# 課題
以下の項目をすべて、1行につき1つの文字列としてJSONのリストに書き換えてください。空行は含めません。

[座標ラベル付けデータ]
---+---
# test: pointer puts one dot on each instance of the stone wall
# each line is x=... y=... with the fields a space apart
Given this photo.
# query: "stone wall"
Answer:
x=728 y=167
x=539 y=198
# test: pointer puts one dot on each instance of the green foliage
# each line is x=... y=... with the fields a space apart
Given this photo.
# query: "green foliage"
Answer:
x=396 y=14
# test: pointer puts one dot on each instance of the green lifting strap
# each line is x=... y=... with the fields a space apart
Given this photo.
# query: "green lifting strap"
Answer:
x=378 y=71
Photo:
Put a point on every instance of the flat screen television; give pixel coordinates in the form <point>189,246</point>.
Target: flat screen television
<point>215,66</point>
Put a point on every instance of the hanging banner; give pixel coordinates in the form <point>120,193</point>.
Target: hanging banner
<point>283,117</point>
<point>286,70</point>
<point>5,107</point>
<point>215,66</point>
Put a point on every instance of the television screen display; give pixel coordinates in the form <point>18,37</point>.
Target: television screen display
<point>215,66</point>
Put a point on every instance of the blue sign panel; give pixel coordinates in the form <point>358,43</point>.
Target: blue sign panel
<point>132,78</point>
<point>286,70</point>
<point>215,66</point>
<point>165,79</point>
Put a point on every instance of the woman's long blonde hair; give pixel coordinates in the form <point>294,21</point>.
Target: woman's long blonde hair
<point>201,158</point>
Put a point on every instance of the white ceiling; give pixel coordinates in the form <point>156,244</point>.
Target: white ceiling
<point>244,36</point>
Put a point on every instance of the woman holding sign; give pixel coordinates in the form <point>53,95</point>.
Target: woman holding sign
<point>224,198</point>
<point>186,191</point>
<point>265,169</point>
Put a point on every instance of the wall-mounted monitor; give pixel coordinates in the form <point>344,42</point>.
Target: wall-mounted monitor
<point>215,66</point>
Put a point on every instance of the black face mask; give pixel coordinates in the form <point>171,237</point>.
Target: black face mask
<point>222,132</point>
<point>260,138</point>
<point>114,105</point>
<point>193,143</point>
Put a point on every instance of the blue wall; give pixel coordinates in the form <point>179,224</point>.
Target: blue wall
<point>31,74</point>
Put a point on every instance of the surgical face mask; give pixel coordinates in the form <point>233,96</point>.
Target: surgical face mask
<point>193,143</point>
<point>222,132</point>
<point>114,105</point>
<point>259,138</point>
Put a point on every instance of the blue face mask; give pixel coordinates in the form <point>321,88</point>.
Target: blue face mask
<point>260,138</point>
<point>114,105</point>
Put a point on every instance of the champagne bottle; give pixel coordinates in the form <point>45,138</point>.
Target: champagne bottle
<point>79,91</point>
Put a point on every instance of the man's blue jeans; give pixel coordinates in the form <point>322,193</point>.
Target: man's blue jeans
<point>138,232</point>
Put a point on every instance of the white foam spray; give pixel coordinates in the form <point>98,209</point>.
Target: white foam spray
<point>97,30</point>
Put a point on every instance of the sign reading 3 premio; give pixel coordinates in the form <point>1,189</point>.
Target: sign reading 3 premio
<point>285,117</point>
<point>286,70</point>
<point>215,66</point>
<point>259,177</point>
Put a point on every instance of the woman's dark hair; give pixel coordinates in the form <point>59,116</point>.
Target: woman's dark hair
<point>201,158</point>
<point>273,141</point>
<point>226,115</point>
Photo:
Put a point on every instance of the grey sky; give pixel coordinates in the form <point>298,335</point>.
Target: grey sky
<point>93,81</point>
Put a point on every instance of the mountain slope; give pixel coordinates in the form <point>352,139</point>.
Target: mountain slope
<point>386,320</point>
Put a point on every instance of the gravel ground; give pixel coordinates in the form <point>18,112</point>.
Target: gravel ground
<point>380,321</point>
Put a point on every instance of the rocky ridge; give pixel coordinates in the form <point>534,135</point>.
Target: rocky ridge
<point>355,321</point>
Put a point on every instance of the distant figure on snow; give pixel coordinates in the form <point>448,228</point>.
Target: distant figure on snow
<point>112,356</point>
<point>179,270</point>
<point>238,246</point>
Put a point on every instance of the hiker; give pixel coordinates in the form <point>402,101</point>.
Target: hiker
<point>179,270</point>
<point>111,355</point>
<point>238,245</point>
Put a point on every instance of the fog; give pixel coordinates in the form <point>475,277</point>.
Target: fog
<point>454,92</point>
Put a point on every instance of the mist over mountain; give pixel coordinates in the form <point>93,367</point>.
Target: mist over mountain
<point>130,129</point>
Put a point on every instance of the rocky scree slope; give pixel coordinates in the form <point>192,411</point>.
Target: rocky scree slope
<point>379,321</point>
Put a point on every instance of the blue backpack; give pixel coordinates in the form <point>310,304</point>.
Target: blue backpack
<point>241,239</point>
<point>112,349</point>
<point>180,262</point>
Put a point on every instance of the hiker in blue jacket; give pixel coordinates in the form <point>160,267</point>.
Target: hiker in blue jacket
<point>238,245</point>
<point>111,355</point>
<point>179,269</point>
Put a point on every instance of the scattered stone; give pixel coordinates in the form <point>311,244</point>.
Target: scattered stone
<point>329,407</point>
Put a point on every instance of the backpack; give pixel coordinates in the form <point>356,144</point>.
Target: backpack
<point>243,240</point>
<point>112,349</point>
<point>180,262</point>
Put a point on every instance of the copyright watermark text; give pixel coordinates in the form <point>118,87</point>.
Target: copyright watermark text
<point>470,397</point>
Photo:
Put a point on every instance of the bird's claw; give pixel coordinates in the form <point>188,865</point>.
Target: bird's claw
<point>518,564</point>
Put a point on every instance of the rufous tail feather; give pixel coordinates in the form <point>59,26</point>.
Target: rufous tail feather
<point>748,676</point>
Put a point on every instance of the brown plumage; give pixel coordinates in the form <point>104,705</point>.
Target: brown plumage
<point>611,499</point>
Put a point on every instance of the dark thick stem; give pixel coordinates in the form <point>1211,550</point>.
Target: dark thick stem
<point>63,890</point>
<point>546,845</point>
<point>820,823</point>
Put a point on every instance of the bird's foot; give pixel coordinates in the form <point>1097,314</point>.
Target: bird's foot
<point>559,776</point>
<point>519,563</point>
---+---
# 出力結果
[
  "# test: pointer puts one dot on each instance of the stone wall",
  "# each line is x=... y=... with the fields a space apart",
  "Given this photo.",
  "# query: \"stone wall\"",
  "Answer:",
  "x=728 y=167",
  "x=539 y=198",
  "# test: pointer puts one dot on each instance of the green foliage",
  "# each line is x=... y=... with the fields a space apart",
  "Given this photo.",
  "# query: \"green foliage\"",
  "Answer:",
  "x=396 y=14",
  "# test: pointer puts one dot on each instance of the green lifting strap",
  "# each line is x=... y=... with the fields a space apart",
  "Given this photo.",
  "# query: \"green lifting strap\"",
  "Answer:",
  "x=378 y=71",
  "Photo:",
  "Put a point on every instance of the flat screen television; give pixel coordinates in the form <point>189,246</point>.",
  "Target: flat screen television",
  "<point>215,66</point>",
  "Put a point on every instance of the hanging banner; give pixel coordinates in the form <point>120,193</point>.",
  "Target: hanging banner",
  "<point>283,117</point>",
  "<point>286,70</point>",
  "<point>5,107</point>",
  "<point>215,66</point>",
  "Put a point on every instance of the television screen display; give pixel coordinates in the form <point>18,37</point>.",
  "Target: television screen display",
  "<point>215,66</point>",
  "Put a point on every instance of the blue sign panel; give pixel coordinates in the form <point>358,43</point>.",
  "Target: blue sign panel",
  "<point>132,78</point>",
  "<point>286,70</point>",
  "<point>215,66</point>",
  "<point>165,79</point>",
  "Put a point on every instance of the woman's long blonde hair; give pixel coordinates in the form <point>294,21</point>.",
  "Target: woman's long blonde hair",
  "<point>201,158</point>",
  "Put a point on every instance of the white ceiling; give pixel coordinates in the form <point>156,244</point>.",
  "Target: white ceiling",
  "<point>244,36</point>",
  "Put a point on every instance of the woman holding sign; give pixel coordinates in the form <point>53,95</point>.",
  "Target: woman holding sign",
  "<point>224,198</point>",
  "<point>186,191</point>",
  "<point>265,169</point>",
  "Put a point on every instance of the wall-mounted monitor; give pixel coordinates in the form <point>344,42</point>.",
  "Target: wall-mounted monitor",
  "<point>215,66</point>",
  "Put a point on every instance of the black face mask; give pixel coordinates in the form <point>171,237</point>.",
  "Target: black face mask",
  "<point>222,132</point>",
  "<point>260,138</point>",
  "<point>114,105</point>",
  "<point>193,143</point>",
  "Put a point on every instance of the blue wall; give pixel coordinates in the form <point>179,224</point>.",
  "Target: blue wall",
  "<point>31,74</point>",
  "Put a point on every instance of the surgical face mask; give pixel coordinates in the form <point>233,96</point>.",
  "Target: surgical face mask",
  "<point>193,143</point>",
  "<point>222,132</point>",
  "<point>114,105</point>",
  "<point>259,138</point>",
  "Put a point on every instance of the blue face mask; give pixel coordinates in the form <point>321,88</point>.",
  "Target: blue face mask",
  "<point>260,138</point>",
  "<point>114,105</point>",
  "Put a point on every instance of the champagne bottle; give pixel coordinates in the form <point>45,138</point>.",
  "Target: champagne bottle",
  "<point>79,91</point>",
  "Put a point on every instance of the man's blue jeans; give pixel coordinates in the form <point>322,193</point>.",
  "Target: man's blue jeans",
  "<point>138,232</point>",
  "Put a point on every instance of the white foam spray; give pixel coordinates in the form <point>98,209</point>.",
  "Target: white foam spray",
  "<point>97,30</point>",
  "Put a point on every instance of the sign reading 3 premio; give pixel coordinates in the form <point>1,189</point>.",
  "Target: sign reading 3 premio",
  "<point>285,117</point>",
  "<point>286,70</point>",
  "<point>215,66</point>",
  "<point>259,177</point>",
  "Put a point on every instance of the woman's dark hair; give pixel coordinates in the form <point>59,116</point>.",
  "Target: woman's dark hair",
  "<point>201,158</point>",
  "<point>273,141</point>",
  "<point>226,115</point>",
  "Photo:",
  "Put a point on every instance of the grey sky; give pixel coordinates in the form <point>298,335</point>.",
  "Target: grey sky",
  "<point>93,81</point>",
  "Put a point on every instance of the mountain slope; give pixel coordinates in the form <point>352,139</point>.",
  "Target: mountain slope",
  "<point>386,320</point>",
  "Put a point on every instance of the gravel ground; give pixel coordinates in the form <point>18,112</point>.",
  "Target: gravel ground",
  "<point>380,321</point>",
  "Put a point on every instance of the rocky ridge; give pixel coordinates in the form <point>534,135</point>.",
  "Target: rocky ridge",
  "<point>355,321</point>",
  "Put a point on every instance of the distant figure on snow; give pixel coordinates in the form <point>448,228</point>.",
  "Target: distant figure on snow",
  "<point>112,356</point>",
  "<point>179,270</point>",
  "<point>238,246</point>",
  "Put a point on every instance of the hiker; give pixel coordinates in the form <point>402,101</point>.",
  "Target: hiker",
  "<point>179,270</point>",
  "<point>111,355</point>",
  "<point>238,245</point>",
  "Put a point on every instance of the fog; give pixel coordinates in the form <point>475,277</point>.",
  "Target: fog",
  "<point>454,92</point>",
  "Put a point on every instance of the mist over mountain; give pixel coordinates in the form <point>93,367</point>.",
  "Target: mist over mountain",
  "<point>130,129</point>",
  "Put a point on every instance of the rocky scree slope; give pixel coordinates in the form <point>192,411</point>.",
  "Target: rocky scree slope",
  "<point>379,321</point>",
  "Put a point on every instance of the blue backpack; give pixel coordinates in the form <point>310,304</point>.",
  "Target: blue backpack",
  "<point>241,239</point>",
  "<point>112,349</point>",
  "<point>180,262</point>",
  "Put a point on every instance of the hiker in blue jacket; give pixel coordinates in the form <point>160,267</point>.",
  "Target: hiker in blue jacket",
  "<point>238,245</point>",
  "<point>111,355</point>",
  "<point>179,269</point>",
  "Put a point on every instance of the scattered stone; give pixel coordinates in the form <point>311,244</point>.",
  "Target: scattered stone",
  "<point>329,407</point>",
  "Put a point on every instance of the backpack; give pixel coordinates in the form <point>356,144</point>.",
  "Target: backpack",
  "<point>243,240</point>",
  "<point>112,349</point>",
  "<point>180,262</point>",
  "Put a point on every instance of the copyright watermark text; give pixel coordinates in the form <point>118,87</point>.",
  "Target: copyright watermark text",
  "<point>470,397</point>",
  "Photo:",
  "Put a point on every instance of the bird's claw; give pixel coordinates in the form <point>188,865</point>.",
  "Target: bird's claw",
  "<point>518,564</point>",
  "Put a point on every instance of the rufous tail feather; give pixel coordinates in the form <point>59,26</point>.",
  "Target: rufous tail feather",
  "<point>748,676</point>",
  "Put a point on every instance of the brown plumage; give pixel coordinates in the form <point>104,705</point>.",
  "Target: brown plumage",
  "<point>611,499</point>",
  "Put a point on every instance of the dark thick stem; give pixel coordinates in the form <point>1211,550</point>.",
  "Target: dark thick stem",
  "<point>63,890</point>",
  "<point>546,845</point>",
  "<point>820,823</point>",
  "Put a point on every instance of the bird's foot; give pixel coordinates in the form <point>1097,314</point>.",
  "Target: bird's foot",
  "<point>559,776</point>",
  "<point>519,563</point>"
]